ページ本文のうち「私の中で否応なく、夏が加速するのを感じた…。」を含む語句で始まり「10年前の涸沢カール。山は変わらない、変わったのは私。」で終わる部分を、「親父」を「父」に置き換えて書き直してください。

■ **ページ本文**:
--*--

ジャンダルムの上に立ったとき、私の口から例の言葉が自然とこぼれ落ちた。
そう、シャルル•ド•ゴール空港でミポリンこと中山美穂に一目ぼれした辻仁成がその後の対面時に言ったというあの…

「「やっと会えたね」」

もちろんジャンダルムは何も答えない。
私の中で否応なく、夏が加速するのを感じた…。

■アクティビティ日:2025年8月30日~8月31日

1.そして10年が経った…

15歳の夏だった。初めて”そいつ”を見たのは。

親父に連れられ半泣きで大キレットに向かう道中、北穂高岳から振り返ると”そいつ”はその禍々しい姿を私の脳裏に焼き付けた。


10年前の涸沢カール。山は変わらない、変わったのは私。

「キミが強い登山家になるまで、キミはずっとボクに生かされているんだよ♠」
その険しい山塊は私にそう告げているようにさえ見えた。
迫力、威圧感、恐怖を覚えるとともに”そいつ”に登ってみたいと胸が躍った。

そして、10年の歳月が流れ”そいつ”へ挑戦するチャンスが訪れる。
国内最難関登山道、誰もが一度はあこがれを抱く…”ジャンダルム”にだ。

2.あたしゃプリンを食べんの!

7月某日の昼休憩中、物語は再び動き出す。

私はいつも通り大好きなプリンに舌鼓を打っていたそんな時、背後から聞き覚えのある声が。

「ヒラタケ、お前も山に行かないか?」

振り返ると、声の主は「山岳ハラスメンター上弦の三 岡嶋」の姿が。
5月に私が屋久島男塾山行をするハメになったのもこの鬼の一声が始まりだった。


山岳ハラスメンターズの一人、岡嶋氏(右)。

この人からは何度か遊びの誘いを受けたことがあるのだが、どれも私にとっては危険かつハイレベルだったため、仮病やありもしない予定があると嘘をついてうまいこと逃げてきた。
何より、私は今大好きなプリンを楽しんでいるのだ。

--*--

点ラベリングセットの記録:
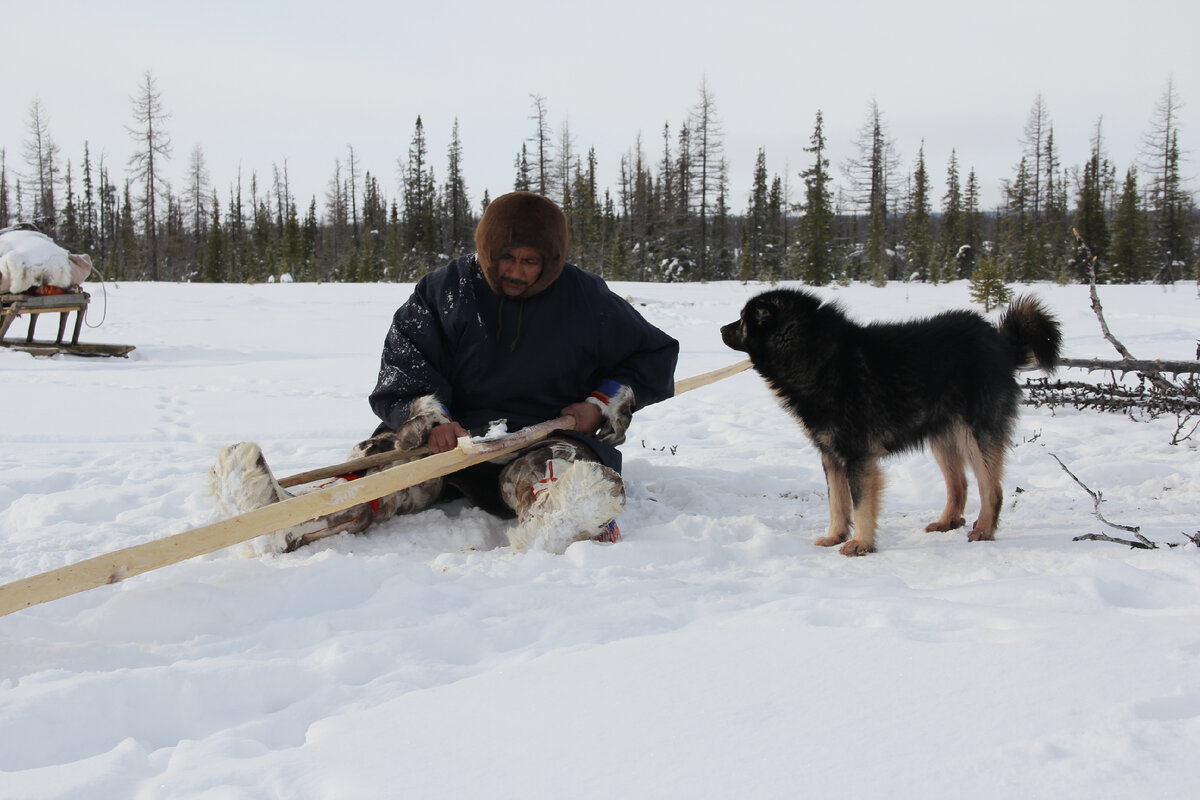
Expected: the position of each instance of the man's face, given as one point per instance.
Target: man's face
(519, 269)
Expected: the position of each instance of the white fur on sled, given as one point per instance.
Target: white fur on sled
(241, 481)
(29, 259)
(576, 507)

--*--

■ **課題への回答**:
私の中で否応なく、夏が加速するのを感じた…。

■アクティビティ日:2025年8月30日~8月31日

1.そして10年が経った…

15歳の夏だった。初めて”そいつ”を見たのは。

父に連れられ半泣きで大キレットに向かう道中、北穂高岳から振り返ると”そいつ”はその禍々しい姿を私の脳裏に焼き付けた。


10年前の涸沢カール。山は変わらない、変わったのは私。